O cliente único

Não é raro que, quando alguém procura os serviços da RDA, eu ouça a seguinte pergunta, ainda do outro lado da linha telefônica: “quanto custa?”.

Na verdade, é natural que um cliente queira saber quanto vai investir em um projeto de comunicação. Mas, por outro lado, esse valor envolve tantas variáveis que é muito difícil responder imediatamente.

A questão é que comunicação é um serviço, não um produto de pronta entrega. Para que a comunicação seja eficiente, é preciso fazer um diagnóstico personalizado para cada caso: cada cliente tem necessidades e demandas específicas e nem sempre o que serve para um servirá para outro nos mesmos moldes.

Isso fica ainda mais claro quando as empresas que precisam de um projeto de comunicação são jovens e têm portes pequenos ou médios. Nesses casos, é preciso fazer uma avaliação cuidadosa, para que não haja desperdício de recursos: todo dinheiro é valioso, mas ele tem um impacto ainda maior para empresas que estão começando.  

Por isso, as reuniões iniciais são tão importantes. É por meio delas que entendemos a empresa, o que ela faz, como atua, a quem atende e quais são os aspectos mais sensíveis do negócio.

É a partir disso que será possível realizar um diagnóstico preciso, para que os recursos sejam usados de maneira inteligente e eficiente e para que a empresa atendida também consiga se diferenciar no mercado, em meio à concorrência. Tratar o cliente como um caso único não pode ser apenas um discurso vazio. Precisa ser uma prática diária, um exercício contínuo para tentar fazer sempre o melhor e conquistar os resultados esperados.

═══

_O QUE SE PEDE_: Reproduza na íntegra, sem qualquer alteração, o texto sobre o cliente único. As linhas de dados não são necessárias.

_SEÇÃO DE DADOS_:
═══

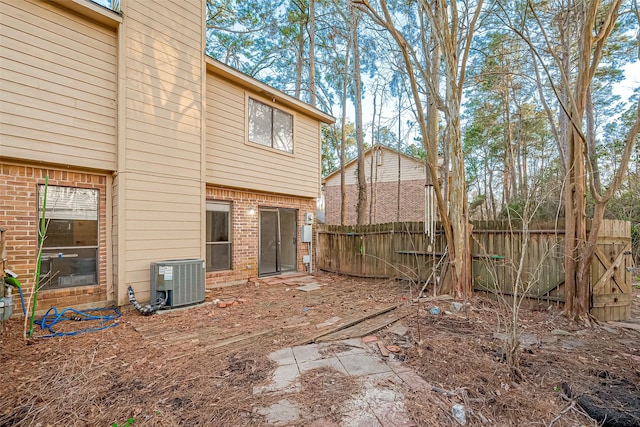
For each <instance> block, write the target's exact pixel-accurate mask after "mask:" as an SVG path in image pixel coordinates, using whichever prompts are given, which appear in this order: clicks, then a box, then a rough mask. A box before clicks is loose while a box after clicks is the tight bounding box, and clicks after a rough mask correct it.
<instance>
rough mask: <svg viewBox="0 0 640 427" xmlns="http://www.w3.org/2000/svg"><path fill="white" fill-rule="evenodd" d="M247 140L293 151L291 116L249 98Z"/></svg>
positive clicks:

═══

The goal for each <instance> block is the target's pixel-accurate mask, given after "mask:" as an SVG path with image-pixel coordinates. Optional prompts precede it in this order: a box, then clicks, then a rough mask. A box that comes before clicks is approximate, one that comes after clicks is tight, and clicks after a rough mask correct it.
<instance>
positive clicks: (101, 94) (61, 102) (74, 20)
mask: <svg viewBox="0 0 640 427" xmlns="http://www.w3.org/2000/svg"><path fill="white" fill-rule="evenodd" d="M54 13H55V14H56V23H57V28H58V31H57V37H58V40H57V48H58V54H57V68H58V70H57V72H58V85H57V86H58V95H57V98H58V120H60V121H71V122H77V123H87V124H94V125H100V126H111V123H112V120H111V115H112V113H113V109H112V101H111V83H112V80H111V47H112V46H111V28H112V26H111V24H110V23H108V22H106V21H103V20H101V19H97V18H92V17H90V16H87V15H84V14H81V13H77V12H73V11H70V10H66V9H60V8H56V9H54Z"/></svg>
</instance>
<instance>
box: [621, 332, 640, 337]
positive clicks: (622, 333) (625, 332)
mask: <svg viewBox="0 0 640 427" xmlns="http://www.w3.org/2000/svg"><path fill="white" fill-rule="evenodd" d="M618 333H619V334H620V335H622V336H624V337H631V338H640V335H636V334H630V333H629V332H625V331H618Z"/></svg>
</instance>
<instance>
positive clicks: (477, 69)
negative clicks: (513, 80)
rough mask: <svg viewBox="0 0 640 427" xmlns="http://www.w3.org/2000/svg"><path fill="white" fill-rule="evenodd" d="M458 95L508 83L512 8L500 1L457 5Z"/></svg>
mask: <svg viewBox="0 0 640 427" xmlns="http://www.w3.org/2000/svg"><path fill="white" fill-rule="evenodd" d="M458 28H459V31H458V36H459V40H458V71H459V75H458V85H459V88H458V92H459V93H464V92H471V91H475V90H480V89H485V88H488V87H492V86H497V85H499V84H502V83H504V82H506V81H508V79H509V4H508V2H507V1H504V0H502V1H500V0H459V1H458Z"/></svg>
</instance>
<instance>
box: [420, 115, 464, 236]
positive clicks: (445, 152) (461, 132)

═══

_RESPOSTA À TAREFA_:
O cliente único

Não é raro que, quando alguém procura os serviços da RDA, eu ouça a seguinte pergunta, ainda do outro lado da linha telefônica: “quanto custa?”.

Na verdade, é natural que um cliente queira saber quanto vai investir em um projeto de comunicação. Mas, por outro lado, esse valor envolve tantas variáveis que é muito difícil responder imediatamente.

A questão é que comunicação é um serviço, não um produto de pronta entrega. Para que a comunicação seja eficiente, é preciso fazer um diagnóstico personalizado para cada caso: cada cliente tem necessidades e demandas específicas e nem sempre o que serve para um servirá para outro nos mesmos moldes.

Isso fica ainda mais claro quando as empresas que precisam de um projeto de comunicação são jovens e têm portes pequenos ou médios. Nesses casos, é preciso fazer uma avaliação cuidadosa, para que não haja desperdício de recursos: todo dinheiro é valioso, mas ele tem um impacto ainda maior para empresas que estão começando.  

Por isso, as reuniões iniciais são tão importantes. É por meio delas que entendemos a empresa, o que ela faz, como atua, a quem atende e quais são os aspectos mais sensíveis do negócio.

É a partir disso que será possível realizar um diagnóstico preciso, para que os recursos sejam usados de maneira inteligente e eficiente e para que a empresa atendida também consiga se diferenciar no mercado, em meio à concorrência. Tratar o cliente como um caso único não pode ser apenas um discurso vazio. Precisa ser uma prática diária, um exercício contínuo para tentar fazer sempre o melhor e conquistar os resultados esperados.